» Passage to read:
AE 12: Logistic regression introduction

Published

October 30, 2023

Important

Go to the course GitHub organization and locate your ae-12 repo to get started.

Render, commit, and push your responses to GitHub by the end of class. The responses are due in your GitHub repo no later than Thursday, November 2 at 11:59pm.

Packages

library(tidyverse)
library(tidymodels)
library(knitr)

heart_disease <- read_csv("data/framingham.csv") |>
  select(totChol, TenYearCHD) |>
  drop_na() |>
  mutate(high_risk = as.factor(TenYearCHD)) |>
  select(totChol, high_risk)

Data: Framingham study

This data set is from an ongoing cardiovascular study on residents of the town of Framingham, Massachusetts. We want to use the total cholesterol to predict if a randomly selected adult is high risk for heart disease in the next 10 years.

  • high_risk:
    • 1: High risk of having heart disease in next 10 years
    • 0: Not high risk of having heart disease in next 10 years
  • totChol: total cholesterol (mg/dL)

» Work to complete:
(a) In the logistic regression activity, what does the analysis aim to use total cholesterol to predict?
(b) Copy the part of the logistic regression activity between "library(tidyverse)" and "next 10 years.", inclusive, and switch every "totChol" to "total_chol".
(c) Proceed with the logistic regression activity, writing on from its final line.

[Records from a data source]

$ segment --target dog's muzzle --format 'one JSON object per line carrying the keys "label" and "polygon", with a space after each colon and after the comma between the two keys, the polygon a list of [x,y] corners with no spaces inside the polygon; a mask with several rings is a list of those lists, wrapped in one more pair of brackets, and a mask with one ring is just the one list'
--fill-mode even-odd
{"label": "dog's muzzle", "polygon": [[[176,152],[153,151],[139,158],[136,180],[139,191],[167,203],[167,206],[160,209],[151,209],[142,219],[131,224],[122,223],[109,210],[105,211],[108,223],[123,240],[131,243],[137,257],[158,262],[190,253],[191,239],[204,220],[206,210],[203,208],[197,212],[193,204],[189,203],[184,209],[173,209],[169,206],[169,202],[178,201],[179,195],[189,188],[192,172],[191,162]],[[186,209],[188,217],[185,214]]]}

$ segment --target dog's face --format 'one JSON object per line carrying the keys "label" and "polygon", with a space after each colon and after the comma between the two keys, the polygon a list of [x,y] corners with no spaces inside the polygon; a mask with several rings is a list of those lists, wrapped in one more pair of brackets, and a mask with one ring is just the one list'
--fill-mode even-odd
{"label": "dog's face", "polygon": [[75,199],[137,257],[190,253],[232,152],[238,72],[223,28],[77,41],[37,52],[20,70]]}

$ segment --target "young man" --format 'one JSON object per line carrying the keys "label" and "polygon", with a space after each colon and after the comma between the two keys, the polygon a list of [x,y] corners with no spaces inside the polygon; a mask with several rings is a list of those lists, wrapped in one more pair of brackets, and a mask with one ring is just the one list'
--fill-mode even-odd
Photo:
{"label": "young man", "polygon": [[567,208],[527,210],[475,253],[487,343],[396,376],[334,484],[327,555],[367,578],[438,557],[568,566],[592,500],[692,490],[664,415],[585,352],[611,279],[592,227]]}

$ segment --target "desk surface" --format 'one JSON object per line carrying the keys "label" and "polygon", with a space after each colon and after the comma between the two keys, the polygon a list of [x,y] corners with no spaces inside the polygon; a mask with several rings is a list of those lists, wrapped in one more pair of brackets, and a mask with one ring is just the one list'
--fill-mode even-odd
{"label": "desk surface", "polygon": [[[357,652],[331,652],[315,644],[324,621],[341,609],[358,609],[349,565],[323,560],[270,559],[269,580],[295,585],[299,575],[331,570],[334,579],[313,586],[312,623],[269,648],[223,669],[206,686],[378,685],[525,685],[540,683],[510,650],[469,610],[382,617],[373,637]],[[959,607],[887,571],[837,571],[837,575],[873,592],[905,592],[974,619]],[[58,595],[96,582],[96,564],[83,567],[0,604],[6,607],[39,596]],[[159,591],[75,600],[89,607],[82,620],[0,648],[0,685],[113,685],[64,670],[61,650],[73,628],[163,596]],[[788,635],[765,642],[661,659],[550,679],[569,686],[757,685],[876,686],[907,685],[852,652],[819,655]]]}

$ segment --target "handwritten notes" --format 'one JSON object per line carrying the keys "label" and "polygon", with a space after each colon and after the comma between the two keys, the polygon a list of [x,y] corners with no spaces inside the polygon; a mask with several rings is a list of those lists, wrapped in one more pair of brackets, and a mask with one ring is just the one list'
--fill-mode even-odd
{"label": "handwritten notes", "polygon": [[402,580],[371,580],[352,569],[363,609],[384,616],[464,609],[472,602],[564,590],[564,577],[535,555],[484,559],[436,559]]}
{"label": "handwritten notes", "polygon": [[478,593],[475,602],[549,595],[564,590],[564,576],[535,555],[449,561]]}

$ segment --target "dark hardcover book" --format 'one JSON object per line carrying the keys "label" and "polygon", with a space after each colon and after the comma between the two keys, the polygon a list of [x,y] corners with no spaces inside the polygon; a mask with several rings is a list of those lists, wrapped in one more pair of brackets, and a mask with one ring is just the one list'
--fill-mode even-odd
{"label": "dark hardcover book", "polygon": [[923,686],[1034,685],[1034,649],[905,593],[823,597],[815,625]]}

» Numbered answers:
(a) It aims to predict whether a randomly selected adult is high risk for heart disease in the next 10 years.

(b)
library(tidyverse)
library(tidymodels)
library(knitr)

heart_disease <- read_csv("data/framingham.csv") |>
  select(total_chol, TenYearCHD) |>
  drop_na() |>
  mutate(high_risk = as.factor(TenYearCHD)) |>
  select(total_chol, high_risk)

Data: Framingham study

This data set is from an ongoing cardiovascular study on residents of the town of Framingham, Massachusetts. We want to use the total cholesterol to predict if a randomly selected adult is high risk for heart disease in the next 10 years.

(c)
Outcome: high_risk

ggplot(data = heart_disease, aes(x = high_risk)) + 
  geom_bar() + 
  scale_x_discrete(labels = c("1" = "High risk", "0" = "Low risk")) +
  labs(
    title = "Distribution of 10-year risk of heart disease", 
    x = NULL)

heart_disease |>
  count(high_risk)
# A tibble: 2 × 2
  high_risk     n
  <fct>     <int>
1 0          3555
2 1           635

Calculating probability and odds

  1. What is the probability a randomly selected person in the study is not high risk for heart disease in the next 10 years?

  2. What are the odds a randomly selected person in the study is not high risk for heart disease in the next 10 years?

Logistic regression model

Fit a logistic regression model to understand the relationship between total cholesterol and risk for heart disease.

Let \(\pi\) be the probability an adult is high risk of heart disease. The statistical model is

\[\log\Big(\frac{\pi_i}{1-\pi_i}\Big) = \beta_0 + \beta_1 TotChol_i\]

heart_disease_fit <- logistic_reg() |>
  set_engine("glm") |>
  fit(high_risk ~ totChol, data = heart_disease, family = "binomial")

tidy(heart_disease_fit) |> kable(digits = 3)
term estimate std.error statistic p.value
(Intercept) -2.894 0.230 -12.607 0
totChol 0.005 0.001 5.268 0
  1. Write the regression equation. Round to 3 digits.

Calculating log-odds, odds and probabilities

Based on the model, if a randomly selected person has a total cholesterol of 250 mg/dL,

  1. What are the log-odds they are high risk for heart disease in the next 10 years?

  2. What are the odds they are high risk for heart disease in the next 10 years?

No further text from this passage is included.